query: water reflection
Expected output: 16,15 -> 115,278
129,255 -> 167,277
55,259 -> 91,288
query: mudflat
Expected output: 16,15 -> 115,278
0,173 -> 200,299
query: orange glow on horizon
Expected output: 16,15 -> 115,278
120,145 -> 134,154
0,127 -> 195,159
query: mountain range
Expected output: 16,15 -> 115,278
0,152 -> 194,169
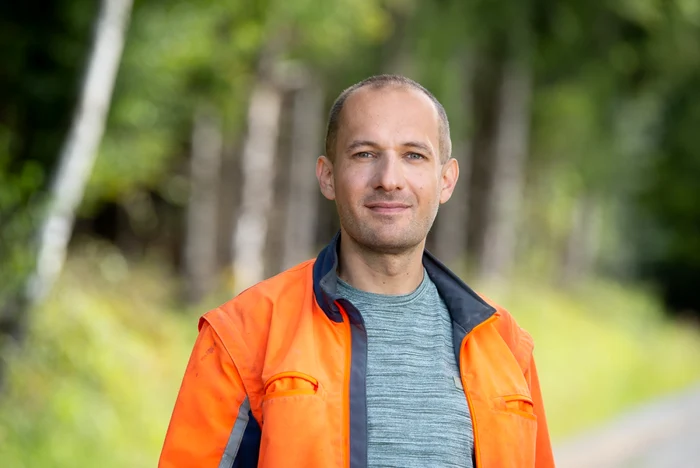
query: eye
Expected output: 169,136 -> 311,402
406,153 -> 425,161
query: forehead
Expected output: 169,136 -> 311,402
338,85 -> 440,150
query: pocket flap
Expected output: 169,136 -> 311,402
263,372 -> 318,398
494,394 -> 535,418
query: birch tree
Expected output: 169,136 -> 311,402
27,0 -> 132,305
184,105 -> 222,302
480,48 -> 532,280
232,77 -> 283,293
282,79 -> 324,269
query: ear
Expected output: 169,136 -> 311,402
316,156 -> 335,200
440,158 -> 459,204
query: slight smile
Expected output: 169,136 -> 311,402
365,202 -> 410,214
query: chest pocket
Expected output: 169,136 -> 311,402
263,372 -> 318,403
493,395 -> 537,420
258,372 -> 334,468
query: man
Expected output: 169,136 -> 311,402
160,75 -> 554,468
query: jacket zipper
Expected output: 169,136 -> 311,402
336,303 -> 352,467
459,314 -> 497,468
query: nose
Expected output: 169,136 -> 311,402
374,153 -> 405,192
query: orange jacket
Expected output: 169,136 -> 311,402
159,236 -> 554,468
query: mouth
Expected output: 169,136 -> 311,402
365,202 -> 411,214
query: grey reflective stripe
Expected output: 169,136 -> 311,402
350,322 -> 368,468
219,396 -> 250,468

________________________________________

Exercise directions:
Please rewrite all of the entries above with every "jacket" changed to "coat" and everything else kept the same. Leave the pictures out of your answer.

Full output:
query: water reflection
Expected output: 16,15 -> 115,278
129,255 -> 167,277
55,259 -> 91,288
query: mudflat
Expected output: 16,15 -> 115,278
0,173 -> 200,299
query: orange glow on horizon
Expected output: 16,15 -> 115,278
120,145 -> 134,154
0,127 -> 195,159
query: mountain range
Expected output: 16,15 -> 115,278
0,152 -> 194,169
query: eye
Expected output: 169,136 -> 311,402
406,153 -> 425,161
query: forehead
Expected output: 169,136 -> 311,402
338,85 -> 440,150
query: pocket flap
Expected output: 169,136 -> 311,402
263,372 -> 318,398
494,394 -> 535,418
query: birch tree
Expected output: 169,136 -> 311,402
27,0 -> 132,305
184,105 -> 222,302
480,48 -> 532,280
232,77 -> 283,293
282,79 -> 324,269
query: ear
Expected output: 169,136 -> 311,402
316,156 -> 335,200
440,158 -> 459,204
query: slight smile
Expected output: 169,136 -> 311,402
365,202 -> 410,214
query: chest pocket
Expected output: 169,136 -> 311,402
263,372 -> 318,403
493,395 -> 537,420
258,372 -> 334,468
query: man
Expected output: 169,136 -> 311,402
160,75 -> 554,468
query: coat zipper
Expected output: 169,136 -> 311,402
336,303 -> 352,467
459,314 -> 497,468
query: nose
Expected output: 169,136 -> 311,402
374,153 -> 405,192
query: orange coat
Expected output: 169,136 -> 311,402
159,236 -> 554,468
query: mouth
Expected output: 169,136 -> 311,402
365,202 -> 411,214
query: grey reflective stripe
Expected output: 169,136 -> 311,402
350,322 -> 368,468
219,396 -> 250,468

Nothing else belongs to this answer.